→ Excerpt
GerAlt-Right. Ciriously.
Very small gains over the 3900x for over $250 more...



It's also worse in productivity programs. I guess if gaming and only gaming is what you plan to use it for and want the best no matter the cost, it's the way to go.

10900X also need more expensive motherboard and ram.
It can be overclocked though, which should then beat 3900X easily in games.

However next gen is Series X level, and 3900X kicks the cpu inside it. 3900X is perfectly fine for games!
I doubt 6-core Zen3 can beat 3900X for next gen games
Re-read Leonidas post, he was referring to the 10900K, not the 10900X. Not even Leonidas could shill for the 10900X.
 
Hey Gaf. Long time no see.

In order to alleviate boredom during these strange times, I fell back into an old hobby: PC Building. My PC was over 4yrs old and getting a bit long in the tooth (AMD A8-7670k, R7 260x) so I decided it was time to refresh things. However what started as a new graphics card soon turned into a brand new build.

→ Supplied entries

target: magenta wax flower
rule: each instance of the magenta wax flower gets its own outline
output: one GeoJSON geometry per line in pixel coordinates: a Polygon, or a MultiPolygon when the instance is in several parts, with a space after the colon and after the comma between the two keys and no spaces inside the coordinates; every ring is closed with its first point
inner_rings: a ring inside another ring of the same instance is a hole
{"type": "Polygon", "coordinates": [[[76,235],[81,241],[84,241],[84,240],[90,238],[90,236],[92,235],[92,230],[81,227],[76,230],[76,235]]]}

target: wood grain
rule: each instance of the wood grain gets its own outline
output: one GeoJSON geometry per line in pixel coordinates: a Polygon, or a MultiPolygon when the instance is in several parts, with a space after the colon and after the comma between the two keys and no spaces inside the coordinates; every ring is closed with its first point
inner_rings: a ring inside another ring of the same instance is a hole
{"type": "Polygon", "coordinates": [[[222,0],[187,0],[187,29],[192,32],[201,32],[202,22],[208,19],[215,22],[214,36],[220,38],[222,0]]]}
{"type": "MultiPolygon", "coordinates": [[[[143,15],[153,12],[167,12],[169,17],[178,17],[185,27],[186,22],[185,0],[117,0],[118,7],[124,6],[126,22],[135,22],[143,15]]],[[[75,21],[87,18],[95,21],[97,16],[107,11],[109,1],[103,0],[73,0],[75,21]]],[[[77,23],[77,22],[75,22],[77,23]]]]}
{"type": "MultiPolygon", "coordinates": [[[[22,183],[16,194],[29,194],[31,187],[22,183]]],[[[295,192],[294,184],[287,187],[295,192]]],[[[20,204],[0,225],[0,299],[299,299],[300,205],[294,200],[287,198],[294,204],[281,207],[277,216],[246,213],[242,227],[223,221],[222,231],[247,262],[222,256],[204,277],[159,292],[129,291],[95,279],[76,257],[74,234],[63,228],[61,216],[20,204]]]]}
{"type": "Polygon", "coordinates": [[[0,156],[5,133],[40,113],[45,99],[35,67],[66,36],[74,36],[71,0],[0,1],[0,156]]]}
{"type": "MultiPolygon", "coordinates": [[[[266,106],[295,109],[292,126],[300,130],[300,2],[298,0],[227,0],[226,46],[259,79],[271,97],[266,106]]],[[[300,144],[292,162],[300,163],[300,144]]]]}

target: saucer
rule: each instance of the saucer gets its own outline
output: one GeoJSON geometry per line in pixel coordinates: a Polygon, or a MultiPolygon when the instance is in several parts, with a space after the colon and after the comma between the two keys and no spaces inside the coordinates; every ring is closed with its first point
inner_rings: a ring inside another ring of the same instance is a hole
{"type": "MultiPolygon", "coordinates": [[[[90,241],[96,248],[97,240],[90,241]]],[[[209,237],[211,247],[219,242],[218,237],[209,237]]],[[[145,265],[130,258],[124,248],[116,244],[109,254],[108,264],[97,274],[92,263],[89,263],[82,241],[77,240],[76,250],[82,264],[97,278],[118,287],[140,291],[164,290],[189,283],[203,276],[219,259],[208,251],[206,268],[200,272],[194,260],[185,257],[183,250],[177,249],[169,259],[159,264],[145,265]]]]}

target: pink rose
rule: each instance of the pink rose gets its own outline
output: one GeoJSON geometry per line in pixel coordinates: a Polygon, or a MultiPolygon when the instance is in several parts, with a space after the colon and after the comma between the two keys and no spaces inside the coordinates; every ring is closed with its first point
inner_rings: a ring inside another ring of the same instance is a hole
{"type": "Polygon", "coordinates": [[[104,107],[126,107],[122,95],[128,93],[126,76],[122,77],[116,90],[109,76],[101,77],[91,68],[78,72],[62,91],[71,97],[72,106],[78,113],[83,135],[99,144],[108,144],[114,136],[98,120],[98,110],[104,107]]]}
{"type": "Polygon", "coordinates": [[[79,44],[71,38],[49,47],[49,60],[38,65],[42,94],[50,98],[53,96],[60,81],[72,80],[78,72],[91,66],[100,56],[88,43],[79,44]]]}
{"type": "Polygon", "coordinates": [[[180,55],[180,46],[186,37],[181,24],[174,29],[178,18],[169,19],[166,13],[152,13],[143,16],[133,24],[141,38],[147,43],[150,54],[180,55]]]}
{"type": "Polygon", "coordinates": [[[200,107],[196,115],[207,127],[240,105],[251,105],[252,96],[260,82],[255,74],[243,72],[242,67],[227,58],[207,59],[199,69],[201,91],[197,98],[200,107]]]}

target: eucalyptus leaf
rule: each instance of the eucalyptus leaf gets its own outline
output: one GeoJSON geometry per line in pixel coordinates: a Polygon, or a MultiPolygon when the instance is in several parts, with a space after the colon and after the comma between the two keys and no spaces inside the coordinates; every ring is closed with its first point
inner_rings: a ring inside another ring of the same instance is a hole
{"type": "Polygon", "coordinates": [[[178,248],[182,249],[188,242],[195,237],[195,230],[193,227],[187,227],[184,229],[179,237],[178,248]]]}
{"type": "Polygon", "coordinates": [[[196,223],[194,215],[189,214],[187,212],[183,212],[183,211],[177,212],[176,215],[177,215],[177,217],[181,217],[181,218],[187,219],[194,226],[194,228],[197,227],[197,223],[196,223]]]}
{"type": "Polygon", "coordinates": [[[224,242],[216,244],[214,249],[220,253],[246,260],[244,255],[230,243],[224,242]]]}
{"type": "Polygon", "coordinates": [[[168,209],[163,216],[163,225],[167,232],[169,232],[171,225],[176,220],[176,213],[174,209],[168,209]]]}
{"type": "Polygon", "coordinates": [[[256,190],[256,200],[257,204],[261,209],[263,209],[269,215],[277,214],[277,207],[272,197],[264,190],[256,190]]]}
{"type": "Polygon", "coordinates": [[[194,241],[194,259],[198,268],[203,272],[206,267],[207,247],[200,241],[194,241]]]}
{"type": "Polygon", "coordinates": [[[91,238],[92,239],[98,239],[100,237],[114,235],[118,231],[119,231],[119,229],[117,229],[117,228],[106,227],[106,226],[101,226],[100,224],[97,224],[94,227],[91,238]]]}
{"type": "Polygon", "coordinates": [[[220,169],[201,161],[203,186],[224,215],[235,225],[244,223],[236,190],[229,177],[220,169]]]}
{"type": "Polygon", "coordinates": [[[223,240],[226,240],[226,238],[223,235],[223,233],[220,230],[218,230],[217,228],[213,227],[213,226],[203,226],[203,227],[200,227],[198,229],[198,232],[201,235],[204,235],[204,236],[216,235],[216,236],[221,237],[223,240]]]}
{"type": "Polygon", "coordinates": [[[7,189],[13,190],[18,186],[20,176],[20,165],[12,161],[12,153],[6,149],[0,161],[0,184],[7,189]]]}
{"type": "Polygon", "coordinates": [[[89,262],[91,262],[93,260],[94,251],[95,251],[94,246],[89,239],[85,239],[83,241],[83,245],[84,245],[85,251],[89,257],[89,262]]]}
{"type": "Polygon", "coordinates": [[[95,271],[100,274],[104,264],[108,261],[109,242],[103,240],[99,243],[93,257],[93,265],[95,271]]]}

→ Short task
Reproduce, word for word, everything in the processor discussion above from "Very small gains" down to "for the 10900X.".

→ Solution
Very small gains over the 3900x for over $250 more...



It's also worse in productivity programs. I guess if gaming and only gaming is what you plan to use it for and want the best no matter the cost, it's the way to go.

10900X also need more expensive motherboard and ram.
It can be overclocked though, which should then beat 3900X easily in games.

However next gen is Series X level, and 3900X kicks the cpu inside it. 3900X is perfectly fine for games!
I doubt 6-core Zen3 can beat 3900X for next gen games
Re-read Leonidas post, he was referring to the 10900K, not the 10900X. Not even Leonidas could shill for the 10900X.